↓↓↓

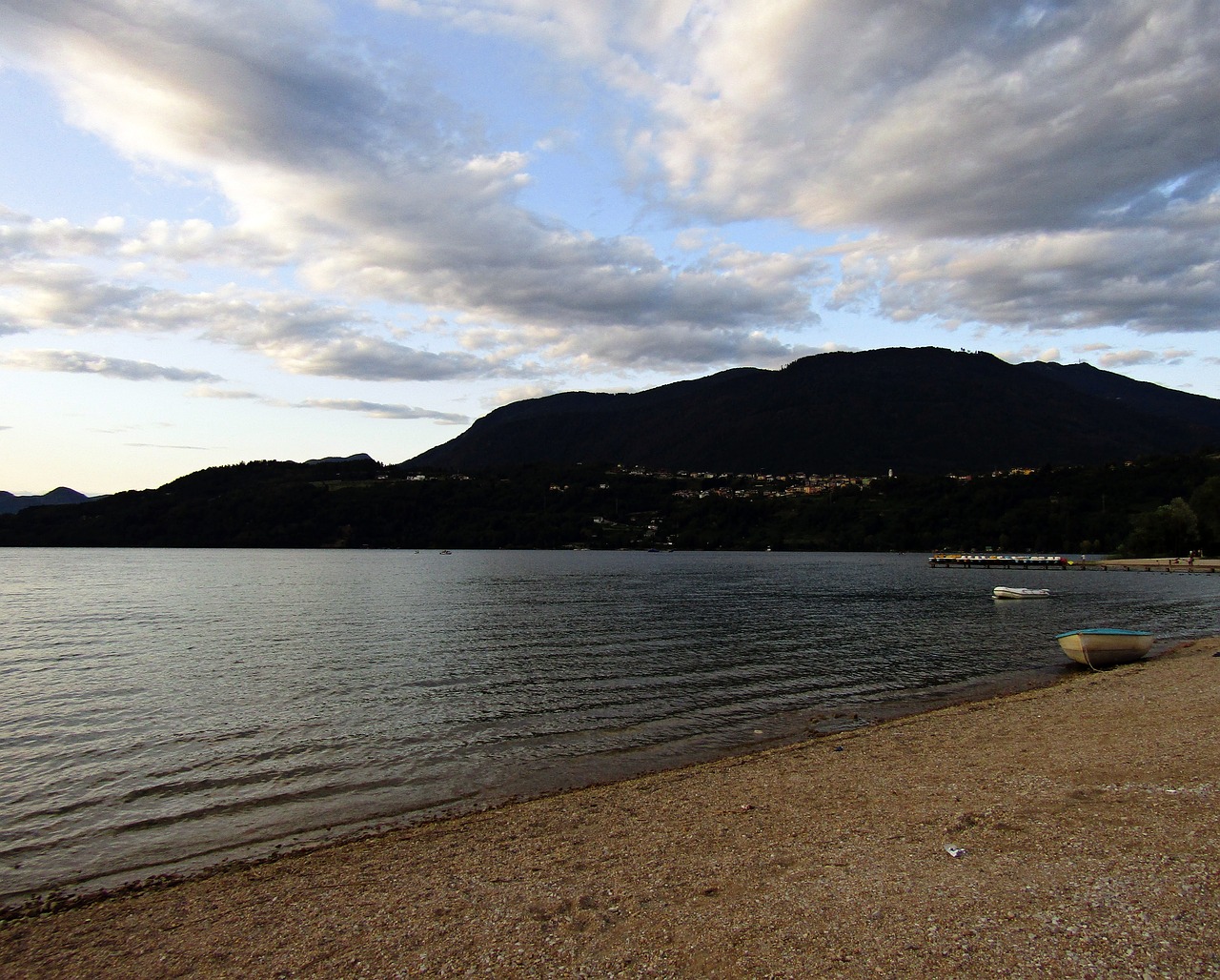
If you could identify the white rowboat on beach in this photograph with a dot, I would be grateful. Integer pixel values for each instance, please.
(1106, 647)
(1006, 592)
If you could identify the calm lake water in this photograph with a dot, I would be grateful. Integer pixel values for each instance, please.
(166, 709)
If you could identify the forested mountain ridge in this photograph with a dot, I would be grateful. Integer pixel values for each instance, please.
(1157, 505)
(923, 410)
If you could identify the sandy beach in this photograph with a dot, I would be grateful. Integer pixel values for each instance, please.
(1083, 822)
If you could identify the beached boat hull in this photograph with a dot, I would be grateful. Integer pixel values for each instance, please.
(1007, 592)
(1106, 647)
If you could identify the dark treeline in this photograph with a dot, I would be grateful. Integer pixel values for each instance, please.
(1162, 505)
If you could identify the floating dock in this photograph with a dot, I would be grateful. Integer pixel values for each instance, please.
(998, 561)
(988, 561)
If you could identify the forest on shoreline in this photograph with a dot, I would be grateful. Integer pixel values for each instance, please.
(1166, 505)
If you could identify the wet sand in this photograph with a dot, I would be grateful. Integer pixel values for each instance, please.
(1085, 819)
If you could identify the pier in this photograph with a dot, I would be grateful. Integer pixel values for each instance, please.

↑↑↑

▸ Exercise objective
Transcribe the listing in full. Omit the pictures and keep every line exact.

▸ The reply
If you could identify the white rowboat on beach in this photograph with a dot, I would be grateful. Integer pixel values for each instance, please.
(1106, 647)
(1006, 592)
If you could identify the calm lake water in this photograph with a dot, I would be grateful. Integer pixel values for each instance, please.
(166, 709)
If you could identify the forested mountain ridge in this photograph with a dot, I would be grateful. Integer pixel values for each instance, please.
(1157, 505)
(923, 410)
If you could identify the sandy beach in this photograph with a dot, I would be grateful. Integer pixel values for each instance, please.
(1083, 822)
If you could identify the beached boat hull in this photograph with a dot, I would be grateful. Integer pixel values for each instance, please.
(1007, 592)
(1106, 647)
If you could identify the dark treeline in this photograph with a dot, I would be grateful. Integer pixel values for each instance, please.
(1162, 505)
If you could identify the floating dock in this photograph with a dot, I would be grateful. Integer pixel values for each instance, please.
(998, 561)
(988, 561)
If you could identify the forest on shoreline in this photograph with a dot, I would be grateful. Integer pixel values for each instance, please.
(1166, 505)
If you could identify the wet sand in this photograph with a dot, I would be grateful. Integer pixel values for each instance, please.
(1085, 819)
If you could identify the pier in this photograph with a dot, I would be grateful. Integer pixel values for each instance, please.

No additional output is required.